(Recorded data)
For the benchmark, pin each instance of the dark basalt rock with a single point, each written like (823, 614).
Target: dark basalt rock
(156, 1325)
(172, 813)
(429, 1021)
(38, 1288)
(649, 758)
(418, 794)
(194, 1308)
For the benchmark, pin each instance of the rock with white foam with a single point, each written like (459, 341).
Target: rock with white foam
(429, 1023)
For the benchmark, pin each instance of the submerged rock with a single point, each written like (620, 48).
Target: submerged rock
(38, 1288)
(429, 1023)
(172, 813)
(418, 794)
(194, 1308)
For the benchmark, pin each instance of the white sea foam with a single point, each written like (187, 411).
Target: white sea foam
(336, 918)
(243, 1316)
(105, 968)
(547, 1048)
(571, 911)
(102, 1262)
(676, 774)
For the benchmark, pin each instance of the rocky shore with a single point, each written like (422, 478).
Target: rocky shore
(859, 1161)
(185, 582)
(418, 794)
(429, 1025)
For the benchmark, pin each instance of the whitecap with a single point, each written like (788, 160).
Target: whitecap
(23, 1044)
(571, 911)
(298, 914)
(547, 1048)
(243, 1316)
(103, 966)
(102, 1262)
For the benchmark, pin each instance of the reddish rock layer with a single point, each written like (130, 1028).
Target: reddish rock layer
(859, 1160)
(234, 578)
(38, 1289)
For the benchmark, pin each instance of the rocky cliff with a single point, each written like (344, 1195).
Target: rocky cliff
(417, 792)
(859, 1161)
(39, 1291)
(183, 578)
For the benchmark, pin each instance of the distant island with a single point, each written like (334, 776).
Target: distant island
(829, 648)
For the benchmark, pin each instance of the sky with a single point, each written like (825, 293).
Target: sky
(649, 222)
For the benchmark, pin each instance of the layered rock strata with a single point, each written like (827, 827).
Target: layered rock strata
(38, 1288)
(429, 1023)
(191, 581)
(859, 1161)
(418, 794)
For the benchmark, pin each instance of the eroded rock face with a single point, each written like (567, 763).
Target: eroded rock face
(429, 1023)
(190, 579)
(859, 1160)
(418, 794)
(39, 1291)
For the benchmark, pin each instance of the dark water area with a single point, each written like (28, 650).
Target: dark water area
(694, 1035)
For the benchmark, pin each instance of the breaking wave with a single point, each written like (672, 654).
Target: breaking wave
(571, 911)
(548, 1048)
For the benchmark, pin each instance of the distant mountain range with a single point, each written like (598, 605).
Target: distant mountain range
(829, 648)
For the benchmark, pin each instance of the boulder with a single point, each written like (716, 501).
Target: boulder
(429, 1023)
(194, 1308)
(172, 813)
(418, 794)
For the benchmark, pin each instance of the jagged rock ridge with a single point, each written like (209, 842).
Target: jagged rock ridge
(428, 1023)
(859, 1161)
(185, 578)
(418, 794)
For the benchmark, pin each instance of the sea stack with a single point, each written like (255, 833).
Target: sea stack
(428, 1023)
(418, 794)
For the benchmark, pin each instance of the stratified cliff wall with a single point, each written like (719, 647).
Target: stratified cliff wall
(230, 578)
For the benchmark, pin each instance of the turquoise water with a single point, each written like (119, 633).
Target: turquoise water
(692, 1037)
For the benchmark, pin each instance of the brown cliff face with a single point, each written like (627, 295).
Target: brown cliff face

- **GOAL**
Repeat the material in full, exactly as it stands.

- **ANSWER TO THE PROBLEM**
For the benchmark, pin each instance of the dark basalt rock with a single point, each written like (823, 614).
Target: dark basalt rock
(156, 1325)
(172, 813)
(429, 1021)
(38, 1288)
(649, 758)
(418, 794)
(194, 1308)
For the benchmark, pin each instance of the rock with white foam with a single point, each written like (459, 341).
Target: rock with white foam
(429, 1023)
For the benchmark, pin each instance of the submerged rock with a single point, each written like (620, 48).
Target: submerged rock
(38, 1288)
(429, 1023)
(172, 813)
(418, 794)
(194, 1308)
For the benchmark, pin each instance of the white sea foam with a single point, each written like (187, 411).
Target: white sea foam
(336, 918)
(243, 1316)
(105, 968)
(547, 1048)
(571, 911)
(102, 1262)
(676, 774)
For the benchmark, pin each instance of the rocky shore with a single point, each written like (422, 478).
Target: rocky shore
(859, 1161)
(185, 582)
(418, 794)
(429, 1025)
For the benchmark, pin each instance of the whitecap with a single point, each written like (788, 160).
Target: whitecap
(23, 1044)
(571, 911)
(298, 914)
(547, 1048)
(243, 1316)
(103, 966)
(102, 1262)
For the benchmark, pin each instance of the reddish rock layer with a single point, each written like (130, 1028).
Target: reddish rock layer
(859, 1160)
(234, 578)
(38, 1289)
For the benchmark, pin each instance of the rocky cliff with a single point, each written like (344, 1195).
Target: rocky cliff
(417, 792)
(859, 1161)
(39, 1291)
(183, 578)
For the benchmark, pin each instance of the distant island with a single point, each written like (334, 776).
Target: distant island
(829, 648)
For the benchmark, pin each instance of the sky with a single point, each written like (825, 293).
Target: sky
(649, 222)
For the benchmark, pin each instance of the layered rock strata with a single point, each written like (827, 827).
Target: layered rock strata
(38, 1288)
(429, 1023)
(191, 581)
(859, 1161)
(418, 794)
For the benchmark, pin each instance of the eroded rock face with a single point, each written like (567, 763).
Target: eroded rock face
(429, 1023)
(190, 579)
(859, 1160)
(418, 794)
(39, 1291)
For the benchmark, pin each instance of the dark water area with a single point, each written like (28, 650).
Target: dark water area
(694, 1035)
For the benchmark, pin each instance of the breaking wave with a single point, each written like (672, 654).
Target: breaking wave
(571, 911)
(548, 1048)
For the benchmark, pin each instance of the distant mountain range with a single point, each written like (598, 605).
Target: distant mountain range
(829, 648)
For the benchmark, pin each instance of the boulder with a single point, each written like (716, 501).
Target: boulder
(429, 1023)
(194, 1308)
(172, 813)
(418, 794)
For the benchmark, pin each instance of the jagged rock ridge with a single point, each written like (209, 842).
Target: jagged rock ridge
(428, 1023)
(859, 1161)
(185, 578)
(418, 794)
For the benchmark, pin each instance of the sea stack with a single point, each written like (255, 833).
Target: sea stack
(428, 1023)
(418, 794)
For the benchmark, pin each instance of the stratified cliff wall with a single point, each written like (719, 647).
Target: stratified cliff wall
(230, 578)
For the benchmark, pin each instance of the turquoise water with a single point, each written like (119, 633).
Target: turquoise water
(692, 1037)
For the benchmark, pin each instance of the brown cliff face with a single point, each written like (627, 295).
Target: brown cliff face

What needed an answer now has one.